### WHAT THE TASK ASKS
Rewrite the items from the line with "Spot the baseball" through the end of the items, substituting "running shoe" for "sneaker" and leaving everything else unchanged.

### MATERIAL FOR THIS TASK
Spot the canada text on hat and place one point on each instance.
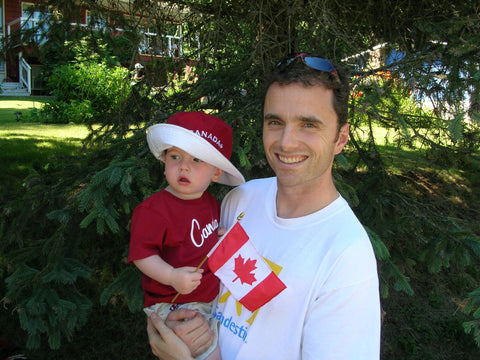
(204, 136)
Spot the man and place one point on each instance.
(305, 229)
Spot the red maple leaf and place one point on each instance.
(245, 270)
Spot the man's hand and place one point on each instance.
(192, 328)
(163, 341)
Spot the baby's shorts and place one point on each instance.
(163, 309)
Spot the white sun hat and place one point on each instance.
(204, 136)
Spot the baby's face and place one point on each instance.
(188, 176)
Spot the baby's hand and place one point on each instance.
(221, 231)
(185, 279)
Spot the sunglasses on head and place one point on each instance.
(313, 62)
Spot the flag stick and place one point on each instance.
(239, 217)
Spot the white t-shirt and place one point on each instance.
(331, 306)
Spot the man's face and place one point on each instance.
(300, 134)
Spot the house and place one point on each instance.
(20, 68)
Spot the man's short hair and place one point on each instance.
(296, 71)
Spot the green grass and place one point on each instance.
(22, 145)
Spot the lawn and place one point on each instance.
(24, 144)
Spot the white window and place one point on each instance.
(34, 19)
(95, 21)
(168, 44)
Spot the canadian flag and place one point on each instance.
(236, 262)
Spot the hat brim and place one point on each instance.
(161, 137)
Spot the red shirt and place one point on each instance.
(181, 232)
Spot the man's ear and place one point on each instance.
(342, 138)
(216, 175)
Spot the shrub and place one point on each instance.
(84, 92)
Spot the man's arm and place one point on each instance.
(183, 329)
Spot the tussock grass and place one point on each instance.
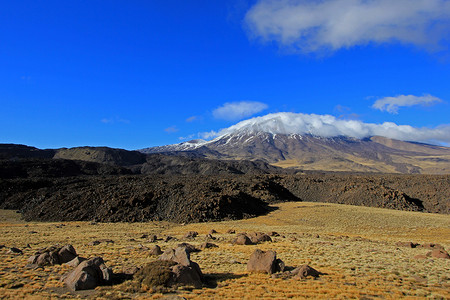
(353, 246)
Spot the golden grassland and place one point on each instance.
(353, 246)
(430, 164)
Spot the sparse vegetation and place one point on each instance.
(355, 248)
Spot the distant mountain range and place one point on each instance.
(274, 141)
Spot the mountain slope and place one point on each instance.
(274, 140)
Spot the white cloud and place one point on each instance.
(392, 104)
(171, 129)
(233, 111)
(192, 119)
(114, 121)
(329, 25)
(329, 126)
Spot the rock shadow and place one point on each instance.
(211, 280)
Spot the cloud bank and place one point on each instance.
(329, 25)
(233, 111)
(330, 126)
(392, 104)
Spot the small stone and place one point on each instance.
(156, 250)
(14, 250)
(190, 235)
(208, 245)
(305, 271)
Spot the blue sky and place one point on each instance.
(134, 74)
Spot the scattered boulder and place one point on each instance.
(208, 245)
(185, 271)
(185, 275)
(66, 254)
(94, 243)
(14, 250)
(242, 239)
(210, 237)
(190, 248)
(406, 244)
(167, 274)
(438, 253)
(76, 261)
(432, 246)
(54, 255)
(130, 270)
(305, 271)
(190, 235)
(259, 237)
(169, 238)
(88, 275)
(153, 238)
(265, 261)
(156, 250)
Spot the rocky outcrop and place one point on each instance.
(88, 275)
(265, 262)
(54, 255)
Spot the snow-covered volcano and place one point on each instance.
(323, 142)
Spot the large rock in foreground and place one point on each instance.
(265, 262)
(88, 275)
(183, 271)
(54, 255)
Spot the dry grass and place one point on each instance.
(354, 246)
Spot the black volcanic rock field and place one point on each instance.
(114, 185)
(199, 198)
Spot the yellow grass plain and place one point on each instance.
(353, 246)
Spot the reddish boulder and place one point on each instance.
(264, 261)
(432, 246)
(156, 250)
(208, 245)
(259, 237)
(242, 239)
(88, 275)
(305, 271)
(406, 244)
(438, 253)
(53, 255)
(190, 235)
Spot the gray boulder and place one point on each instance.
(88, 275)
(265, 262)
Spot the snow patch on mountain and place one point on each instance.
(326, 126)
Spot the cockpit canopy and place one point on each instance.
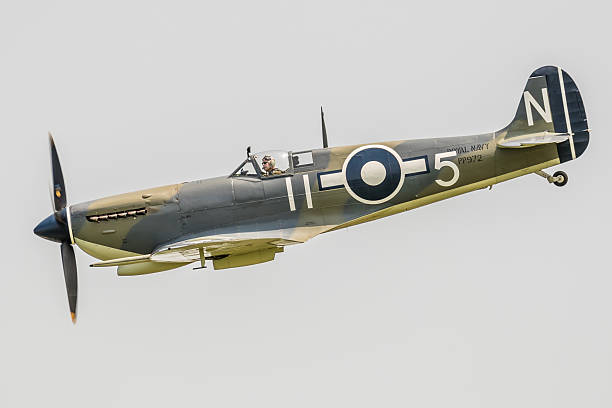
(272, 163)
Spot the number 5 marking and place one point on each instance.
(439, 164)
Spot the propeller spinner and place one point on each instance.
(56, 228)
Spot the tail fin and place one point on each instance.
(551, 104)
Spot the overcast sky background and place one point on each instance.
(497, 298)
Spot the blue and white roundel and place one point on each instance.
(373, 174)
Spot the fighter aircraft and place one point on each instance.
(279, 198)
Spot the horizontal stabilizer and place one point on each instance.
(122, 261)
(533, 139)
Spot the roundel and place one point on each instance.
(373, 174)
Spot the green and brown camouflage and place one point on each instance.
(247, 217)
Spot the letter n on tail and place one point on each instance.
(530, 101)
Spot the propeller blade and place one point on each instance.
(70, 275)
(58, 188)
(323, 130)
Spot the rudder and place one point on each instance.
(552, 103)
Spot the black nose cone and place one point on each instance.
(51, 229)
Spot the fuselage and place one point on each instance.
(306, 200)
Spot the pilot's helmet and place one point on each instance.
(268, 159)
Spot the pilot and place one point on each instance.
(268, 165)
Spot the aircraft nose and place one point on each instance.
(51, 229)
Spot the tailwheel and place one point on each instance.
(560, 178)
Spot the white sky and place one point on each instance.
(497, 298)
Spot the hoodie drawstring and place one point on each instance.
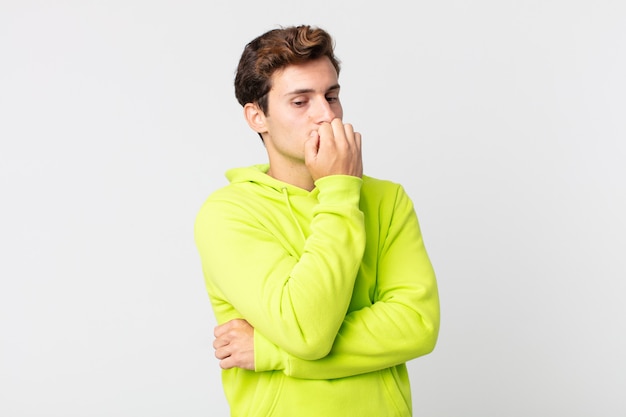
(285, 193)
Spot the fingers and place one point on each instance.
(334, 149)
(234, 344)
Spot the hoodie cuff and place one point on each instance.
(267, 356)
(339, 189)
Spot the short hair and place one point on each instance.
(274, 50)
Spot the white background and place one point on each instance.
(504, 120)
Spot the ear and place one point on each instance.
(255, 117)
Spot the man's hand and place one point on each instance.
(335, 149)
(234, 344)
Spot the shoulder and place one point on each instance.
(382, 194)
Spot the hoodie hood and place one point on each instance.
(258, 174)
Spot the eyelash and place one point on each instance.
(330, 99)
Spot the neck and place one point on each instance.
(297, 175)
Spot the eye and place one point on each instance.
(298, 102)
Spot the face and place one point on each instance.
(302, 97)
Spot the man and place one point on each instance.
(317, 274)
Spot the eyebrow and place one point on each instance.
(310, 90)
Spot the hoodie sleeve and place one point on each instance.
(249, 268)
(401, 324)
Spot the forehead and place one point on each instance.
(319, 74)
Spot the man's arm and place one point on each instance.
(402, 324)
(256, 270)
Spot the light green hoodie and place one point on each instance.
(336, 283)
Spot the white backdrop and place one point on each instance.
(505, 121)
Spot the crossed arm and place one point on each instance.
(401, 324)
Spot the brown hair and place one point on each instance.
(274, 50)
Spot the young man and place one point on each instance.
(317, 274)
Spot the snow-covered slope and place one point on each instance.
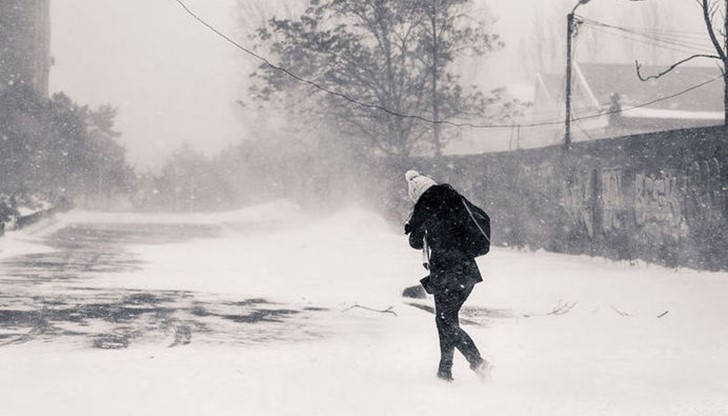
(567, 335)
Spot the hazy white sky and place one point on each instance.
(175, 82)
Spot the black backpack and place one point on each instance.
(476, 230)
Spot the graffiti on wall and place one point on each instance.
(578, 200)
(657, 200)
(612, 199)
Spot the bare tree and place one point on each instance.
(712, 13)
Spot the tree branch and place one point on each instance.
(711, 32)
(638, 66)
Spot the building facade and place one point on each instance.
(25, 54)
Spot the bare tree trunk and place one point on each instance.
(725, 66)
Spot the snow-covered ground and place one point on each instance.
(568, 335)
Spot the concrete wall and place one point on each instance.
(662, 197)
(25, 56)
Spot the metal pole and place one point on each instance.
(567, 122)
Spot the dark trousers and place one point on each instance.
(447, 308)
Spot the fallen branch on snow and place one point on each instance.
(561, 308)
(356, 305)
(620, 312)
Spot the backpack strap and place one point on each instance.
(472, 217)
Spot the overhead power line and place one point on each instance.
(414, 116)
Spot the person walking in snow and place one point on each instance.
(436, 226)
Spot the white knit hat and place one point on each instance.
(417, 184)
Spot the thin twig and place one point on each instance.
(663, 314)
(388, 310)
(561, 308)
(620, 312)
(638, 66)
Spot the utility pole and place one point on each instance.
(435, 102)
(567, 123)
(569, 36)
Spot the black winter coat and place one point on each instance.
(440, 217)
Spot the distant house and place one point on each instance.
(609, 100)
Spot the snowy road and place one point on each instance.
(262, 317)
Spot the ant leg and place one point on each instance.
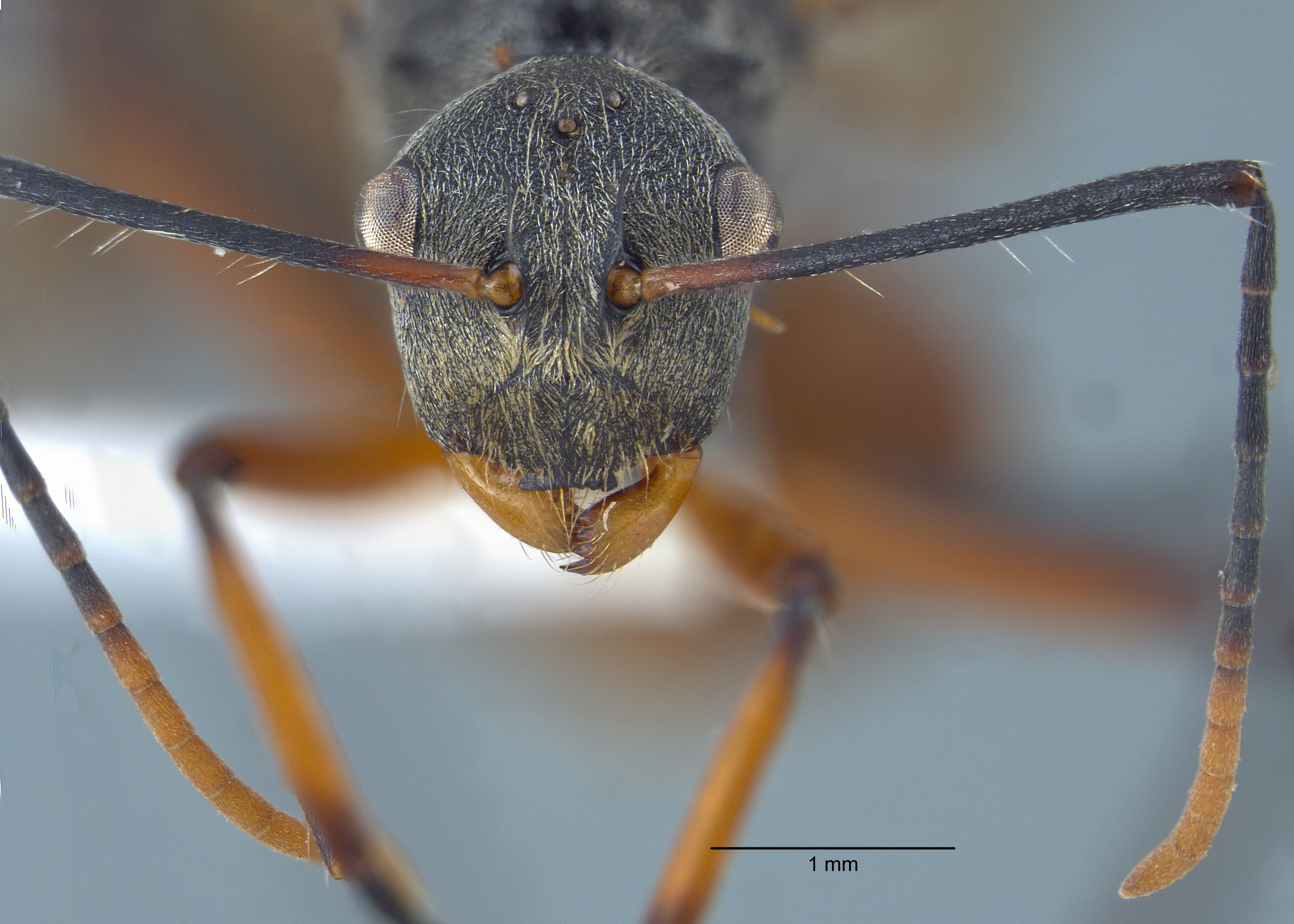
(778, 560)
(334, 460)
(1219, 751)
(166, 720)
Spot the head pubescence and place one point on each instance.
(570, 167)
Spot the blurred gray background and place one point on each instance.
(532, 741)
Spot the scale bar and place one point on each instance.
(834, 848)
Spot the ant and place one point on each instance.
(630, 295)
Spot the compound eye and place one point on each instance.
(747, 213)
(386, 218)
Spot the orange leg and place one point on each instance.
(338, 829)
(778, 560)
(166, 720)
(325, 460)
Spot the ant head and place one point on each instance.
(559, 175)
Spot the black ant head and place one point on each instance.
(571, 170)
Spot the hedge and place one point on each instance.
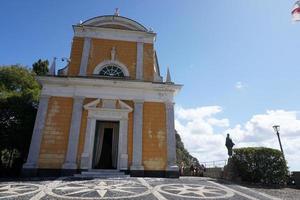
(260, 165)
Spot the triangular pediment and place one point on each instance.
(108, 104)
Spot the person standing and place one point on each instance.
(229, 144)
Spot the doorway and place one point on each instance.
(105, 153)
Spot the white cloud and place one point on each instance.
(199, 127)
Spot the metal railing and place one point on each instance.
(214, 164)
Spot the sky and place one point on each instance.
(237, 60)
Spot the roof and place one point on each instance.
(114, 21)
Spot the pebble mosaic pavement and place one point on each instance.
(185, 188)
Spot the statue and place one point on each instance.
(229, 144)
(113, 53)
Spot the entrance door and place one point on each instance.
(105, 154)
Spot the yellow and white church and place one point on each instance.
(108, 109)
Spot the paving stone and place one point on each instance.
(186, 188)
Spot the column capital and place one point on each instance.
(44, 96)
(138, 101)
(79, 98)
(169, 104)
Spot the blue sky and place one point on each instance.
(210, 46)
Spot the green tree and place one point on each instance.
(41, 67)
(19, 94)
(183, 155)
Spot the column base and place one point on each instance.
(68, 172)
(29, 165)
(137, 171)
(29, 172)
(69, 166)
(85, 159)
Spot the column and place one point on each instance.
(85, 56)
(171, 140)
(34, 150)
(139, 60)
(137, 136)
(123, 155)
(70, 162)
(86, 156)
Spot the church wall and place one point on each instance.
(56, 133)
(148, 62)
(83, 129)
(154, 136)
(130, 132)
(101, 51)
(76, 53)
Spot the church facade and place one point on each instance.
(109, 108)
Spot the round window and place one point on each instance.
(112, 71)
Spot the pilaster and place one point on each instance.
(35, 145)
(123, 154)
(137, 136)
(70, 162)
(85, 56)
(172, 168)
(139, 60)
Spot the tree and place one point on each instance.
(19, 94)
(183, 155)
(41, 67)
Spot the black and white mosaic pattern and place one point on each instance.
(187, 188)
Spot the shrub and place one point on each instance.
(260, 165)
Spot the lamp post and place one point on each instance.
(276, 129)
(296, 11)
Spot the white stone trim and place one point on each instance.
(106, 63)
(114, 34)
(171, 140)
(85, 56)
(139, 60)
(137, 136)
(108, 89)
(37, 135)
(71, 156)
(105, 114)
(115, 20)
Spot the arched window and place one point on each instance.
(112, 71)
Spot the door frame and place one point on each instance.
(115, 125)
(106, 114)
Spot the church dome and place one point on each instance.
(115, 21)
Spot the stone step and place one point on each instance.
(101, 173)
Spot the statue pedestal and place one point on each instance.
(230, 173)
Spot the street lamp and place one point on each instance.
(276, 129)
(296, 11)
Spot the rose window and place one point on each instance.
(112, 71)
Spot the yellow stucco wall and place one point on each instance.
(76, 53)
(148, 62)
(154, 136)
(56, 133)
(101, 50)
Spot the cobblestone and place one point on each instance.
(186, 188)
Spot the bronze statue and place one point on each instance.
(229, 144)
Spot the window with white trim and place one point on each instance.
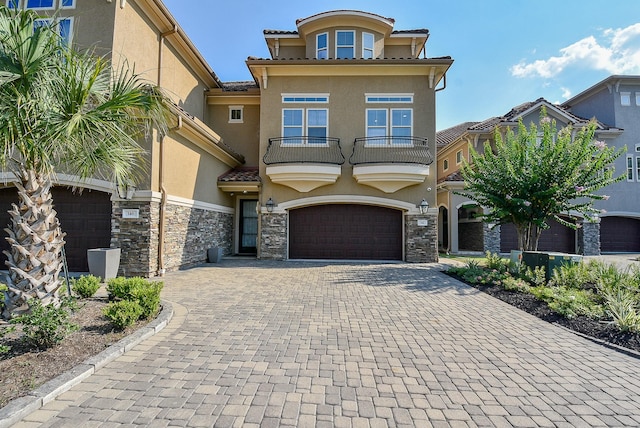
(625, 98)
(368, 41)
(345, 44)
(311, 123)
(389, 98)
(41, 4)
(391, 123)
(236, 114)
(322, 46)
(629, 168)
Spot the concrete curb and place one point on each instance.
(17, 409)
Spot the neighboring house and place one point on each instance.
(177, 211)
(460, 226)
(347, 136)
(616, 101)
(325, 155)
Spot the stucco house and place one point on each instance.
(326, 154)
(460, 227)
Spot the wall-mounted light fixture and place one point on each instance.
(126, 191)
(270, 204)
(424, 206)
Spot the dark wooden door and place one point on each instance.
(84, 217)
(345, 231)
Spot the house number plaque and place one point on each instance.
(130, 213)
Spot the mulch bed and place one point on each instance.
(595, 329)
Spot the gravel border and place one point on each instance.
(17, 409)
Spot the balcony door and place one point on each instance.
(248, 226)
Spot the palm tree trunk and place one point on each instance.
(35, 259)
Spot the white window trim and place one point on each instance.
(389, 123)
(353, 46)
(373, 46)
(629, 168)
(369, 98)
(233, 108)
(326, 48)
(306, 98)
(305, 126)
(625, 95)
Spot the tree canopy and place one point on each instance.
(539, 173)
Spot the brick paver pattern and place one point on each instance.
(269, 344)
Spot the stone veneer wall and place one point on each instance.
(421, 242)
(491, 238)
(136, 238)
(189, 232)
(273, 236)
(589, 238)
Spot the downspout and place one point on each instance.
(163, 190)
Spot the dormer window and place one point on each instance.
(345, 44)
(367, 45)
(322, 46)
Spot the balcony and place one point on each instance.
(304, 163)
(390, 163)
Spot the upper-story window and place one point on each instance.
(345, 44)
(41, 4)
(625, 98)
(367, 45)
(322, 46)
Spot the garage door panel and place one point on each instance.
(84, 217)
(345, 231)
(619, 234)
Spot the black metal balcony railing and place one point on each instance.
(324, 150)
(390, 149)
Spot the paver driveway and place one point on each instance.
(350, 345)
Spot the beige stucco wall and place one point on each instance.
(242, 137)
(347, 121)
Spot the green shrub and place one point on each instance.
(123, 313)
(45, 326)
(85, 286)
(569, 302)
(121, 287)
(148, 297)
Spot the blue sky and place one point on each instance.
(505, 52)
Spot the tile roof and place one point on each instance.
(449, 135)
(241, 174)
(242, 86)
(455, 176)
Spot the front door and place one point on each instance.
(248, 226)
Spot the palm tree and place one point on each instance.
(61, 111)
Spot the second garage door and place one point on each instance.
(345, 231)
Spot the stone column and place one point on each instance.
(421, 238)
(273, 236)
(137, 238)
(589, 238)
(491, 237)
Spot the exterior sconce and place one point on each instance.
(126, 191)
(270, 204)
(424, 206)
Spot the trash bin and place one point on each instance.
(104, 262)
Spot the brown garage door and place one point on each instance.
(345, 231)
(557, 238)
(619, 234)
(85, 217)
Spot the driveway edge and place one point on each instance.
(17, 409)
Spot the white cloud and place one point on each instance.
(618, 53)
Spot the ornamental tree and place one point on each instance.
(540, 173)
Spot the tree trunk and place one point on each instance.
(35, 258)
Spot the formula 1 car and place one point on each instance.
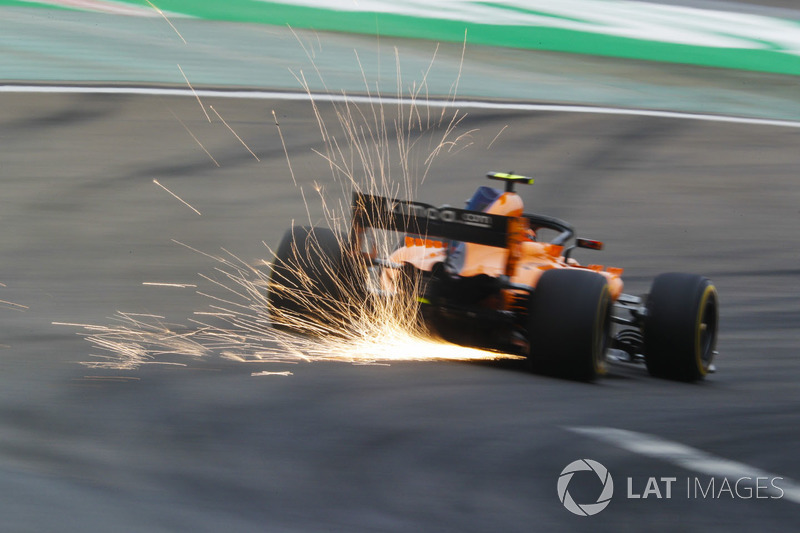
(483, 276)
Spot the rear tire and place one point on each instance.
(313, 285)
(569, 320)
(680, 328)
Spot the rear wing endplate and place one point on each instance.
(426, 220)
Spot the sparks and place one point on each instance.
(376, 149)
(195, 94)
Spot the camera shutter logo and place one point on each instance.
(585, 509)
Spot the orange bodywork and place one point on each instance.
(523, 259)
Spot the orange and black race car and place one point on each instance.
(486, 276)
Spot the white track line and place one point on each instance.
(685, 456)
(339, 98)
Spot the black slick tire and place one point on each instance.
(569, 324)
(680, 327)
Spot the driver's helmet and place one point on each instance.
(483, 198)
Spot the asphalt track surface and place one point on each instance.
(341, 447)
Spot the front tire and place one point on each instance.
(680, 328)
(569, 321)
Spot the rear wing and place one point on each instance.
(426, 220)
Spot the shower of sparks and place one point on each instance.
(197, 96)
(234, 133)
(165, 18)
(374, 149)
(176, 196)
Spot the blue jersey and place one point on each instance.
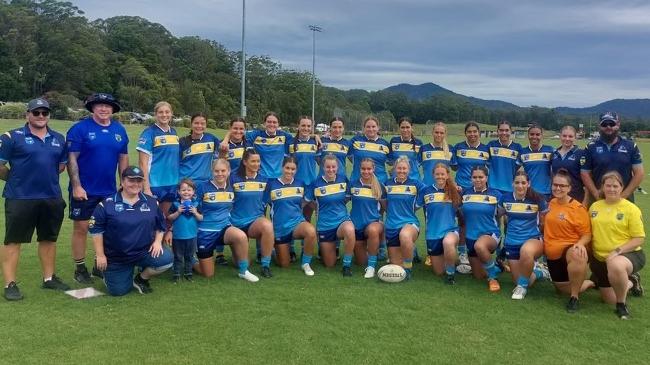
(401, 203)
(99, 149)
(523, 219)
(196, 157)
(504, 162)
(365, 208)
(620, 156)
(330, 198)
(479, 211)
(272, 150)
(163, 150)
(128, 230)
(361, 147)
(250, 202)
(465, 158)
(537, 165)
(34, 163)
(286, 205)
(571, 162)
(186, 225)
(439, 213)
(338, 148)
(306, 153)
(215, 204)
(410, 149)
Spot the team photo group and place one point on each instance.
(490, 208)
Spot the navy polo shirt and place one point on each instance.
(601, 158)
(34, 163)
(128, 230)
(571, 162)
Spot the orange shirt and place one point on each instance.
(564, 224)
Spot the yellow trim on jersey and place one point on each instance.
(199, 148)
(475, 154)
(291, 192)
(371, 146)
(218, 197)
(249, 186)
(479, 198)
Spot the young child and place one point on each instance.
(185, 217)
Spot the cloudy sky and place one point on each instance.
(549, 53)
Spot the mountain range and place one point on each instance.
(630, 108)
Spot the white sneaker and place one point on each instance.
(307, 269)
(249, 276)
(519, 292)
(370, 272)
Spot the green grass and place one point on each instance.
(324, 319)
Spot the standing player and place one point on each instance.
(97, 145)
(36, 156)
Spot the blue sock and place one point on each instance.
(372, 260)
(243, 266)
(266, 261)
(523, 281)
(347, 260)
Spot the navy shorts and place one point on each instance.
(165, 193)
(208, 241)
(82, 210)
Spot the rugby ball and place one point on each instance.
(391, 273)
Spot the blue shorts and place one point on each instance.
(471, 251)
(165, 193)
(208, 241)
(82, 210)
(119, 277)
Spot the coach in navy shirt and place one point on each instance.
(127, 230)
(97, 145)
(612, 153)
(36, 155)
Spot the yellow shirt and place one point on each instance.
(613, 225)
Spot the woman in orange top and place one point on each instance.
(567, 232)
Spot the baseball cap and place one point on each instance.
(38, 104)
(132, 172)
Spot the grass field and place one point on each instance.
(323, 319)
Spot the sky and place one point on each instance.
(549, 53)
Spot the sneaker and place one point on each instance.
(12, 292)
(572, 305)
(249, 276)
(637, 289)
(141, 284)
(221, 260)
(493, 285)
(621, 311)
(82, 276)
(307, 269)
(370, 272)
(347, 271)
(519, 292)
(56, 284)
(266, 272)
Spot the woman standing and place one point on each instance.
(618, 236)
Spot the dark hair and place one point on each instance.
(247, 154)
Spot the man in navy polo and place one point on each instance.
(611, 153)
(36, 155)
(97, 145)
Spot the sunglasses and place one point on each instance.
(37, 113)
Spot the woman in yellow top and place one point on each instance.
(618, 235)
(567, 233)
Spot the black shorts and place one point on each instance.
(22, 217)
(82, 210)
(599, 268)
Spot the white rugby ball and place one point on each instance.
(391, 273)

### CORRECT RESPONSE
Spot the baseball cap and place one point on each instance.
(38, 104)
(132, 172)
Spot the grass field and place one point on each instance.
(323, 319)
Spot the sky and place one point on each instance.
(549, 53)
Spot the running shoe and place one point on each instance.
(12, 292)
(572, 305)
(249, 276)
(637, 289)
(141, 284)
(221, 260)
(493, 285)
(621, 311)
(82, 276)
(307, 269)
(370, 272)
(347, 271)
(519, 292)
(56, 284)
(266, 272)
Spot the woman standing and place one point on each instance.
(618, 236)
Spot the dark hair and place one point on each instance.
(247, 154)
Spot the man in navy polo and place one point on each instance.
(611, 153)
(36, 155)
(97, 145)
Spot the sunglasses and place one point on each instance.
(37, 113)
Spot the woman in yellow top and place one point on each instance.
(618, 235)
(567, 233)
Spot the black shorts and place one point on each instance.
(22, 217)
(82, 210)
(599, 268)
Spot the white rugby ball and place one point on each instance.
(391, 273)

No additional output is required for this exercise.